## Brano del testo
>>>

Atti 25
1 Festo adunque, essendo entrato nella provincia, tre giorni appresso salì di Cesarea in Gerusalemme.
2 E il sommo sacerdote, ed i principali de’ Giudei, comparvero dinanzi a lui, contro a Paolo.
3 E lo pregavano, chiedendo una grazia contro a lui, che egli lo facesse venire in Gerusalemme, ponendo insidie, per ucciderlo per lo cammino.
4 Ma Festo rispose, che Paolo era guardato in Cesarea; e che egli tosto vi andrebbe.
5 Quegli adunque di voi, disse egli, che potranno, scendano meco; e se vi è in quest’uomo alcun misfatto, accusinlo.
6 Ed essendo dimorato appresso di loro non più di otto o di dieci giorni discese in Cesarea; e il giorno seguente, postosi a sedere in sul tribunale, comandò che Paolo gli fosse menato davanti.
7 E, quando egli fu giunto, i Giudei che erano discesi di Gerusalemme, gli furono d’intorno, portando contro a Paolo molte e gravi accuse, le quali però essi non potevano provare. Dicendo lui a sua difesa:
8 Io non ho peccato nè contro alla legge de’ Giudei, nè contro al tempio, nè contro a Cesare.
9 Ma Festo, volendo far cosa grata ai Giudei, rispose a Paolo, e disse: Vuoi tu salire in Gerusalemme, ed ivi esser giudicato davanti a me intorno a queste cose?
10 Ma Paolo disse: Io comparisco davanti al tribunal di Cesare, ove mi conviene esser giudicato; io non ho fatto torto alcuno a’ Giudei, come tu stesso lo riconosci molto bene.
11 Perciocchè se pure ho misfatto, o commessa cosa alcuna degna di morte, non ricuso di morire; ma, se non è nulla di quelle cose, delle quali costoro mi accusano, niuno può donarmi loro nelle mani; io mi richiamo a Cesare.
12 Allora Festo, tenuto parlamento col consiglio, rispose: Tu ti sei richiamato a Cesare? a Cesare andrai.
13 E DOPO alquanti giorni, il re Agrippa, e Bernice, arrivarono in Cesarea, per salutar Festo.
14 E, facendo quivi dimora per molti giorni, Festo raccontò al re l’affare di Paolo, dicendo: Un certo uomo è stato lasciato prigione da Felice.
15 Per lo quale, quando io fui in Gerusalemme, comparvero davanti a me i principali sacerdoti, e gli anziani de’ Giudei, chiedendo sentenza di condannazione contro a lui.
16 A’ quali risposi che non è l’usanza de’ Romani di donare alcuno, per farlo morire, avanti che l’accusato abbia gli accusatori in faccia e gli sia stato dato luogo di purgarsi dell’accusa.
17 Essendo eglino adunque venuti qua, io, senza indugio, il giorno seguente, sedendo in sul tribunale, comandai che quell’uomo mi fosse menato davanti.

<<<

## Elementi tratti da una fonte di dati
>>>

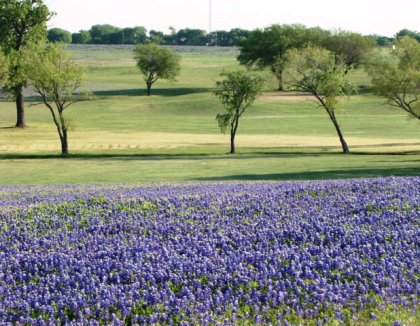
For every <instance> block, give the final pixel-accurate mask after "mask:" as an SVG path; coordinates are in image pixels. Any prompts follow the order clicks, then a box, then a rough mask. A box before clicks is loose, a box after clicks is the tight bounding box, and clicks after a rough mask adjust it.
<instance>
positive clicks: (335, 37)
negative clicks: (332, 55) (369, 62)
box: [321, 31, 375, 72]
mask: <svg viewBox="0 0 420 326" xmlns="http://www.w3.org/2000/svg"><path fill="white" fill-rule="evenodd" d="M321 45H322V46H323V47H325V48H326V49H327V50H329V51H331V52H332V53H334V54H335V55H336V57H337V58H338V59H339V60H340V61H344V63H345V64H346V66H347V70H346V71H347V72H348V71H350V70H351V69H353V68H354V69H356V68H357V67H358V66H359V65H360V64H361V63H362V62H363V60H364V59H365V58H366V56H367V54H368V53H369V52H370V51H371V50H372V49H373V47H374V45H375V43H374V42H373V41H372V39H370V38H368V37H365V36H362V35H360V34H358V33H353V32H347V31H338V32H336V33H334V34H332V35H330V36H329V37H327V38H325V39H324V40H323V41H322V42H321Z"/></svg>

<<<

## Elenco dei compiti
1. Nel brano di Atti 25, quanti giorni dopo essere entrato nella provincia Festo salì da Cesarea a Gerusalemme?
2. Continua il brano di Atti 25 a partire dal versetto che segue l'ultimo riportato.

## Risposte in ordine
1. Tre giorni dopo.

2.
18 Contro al quale gli accusatori, essendo compariti, non proposero alcuna accusa delle cose che io sospettava.
19 Ma aveano contro a lui certe quistioni intorno alla lor superstizione, ed intorno ad un certo Gesù morto, il qual Paolo dicea esser vivente.
20 Ora, stando io in dubbio come io procederei nell’inquisizion di questo fatto, gli dissi se voleva andare in Gerusalemme, e quivi esser giudicato intorno a queste cose.
21 Ma, essendosi Paolo richiamato ad Augusto, per esser riserbato al giudicio d’esso, io comandai ch’egli fosse guardato, finchè io lo mandassi a Cesare.
22 Ed Agrippa disse a Festo: Ben vorrei ancor io udir cotest’uomo. Ed egli disse: Domani l’udirai.
23 Il giorno seguente adunque, essendo venuti Agrippa e Bernice, con molta pompa, ed entrati nella sala dell’udienza, co’ capitani, e co’ principali della città, per comandamento di Festo, Paolo fu menato quivi.
24 E Festo disse: Re Agrippa, e voi tutti che siete qui presenti con noi, voi vedete costui, al quale tutta la moltitudine de’ Giudei ha dato querela davanti a me, ed in Gerusalemme, e qui, gridando che non convien che egli viva più.
25 Ma io, avendo trovato ch’egli non ha fatta cosa alcuna degna di morte, ed egli stesso essendosi richiamato ad Augusto, io son deliberato di mandarglielo.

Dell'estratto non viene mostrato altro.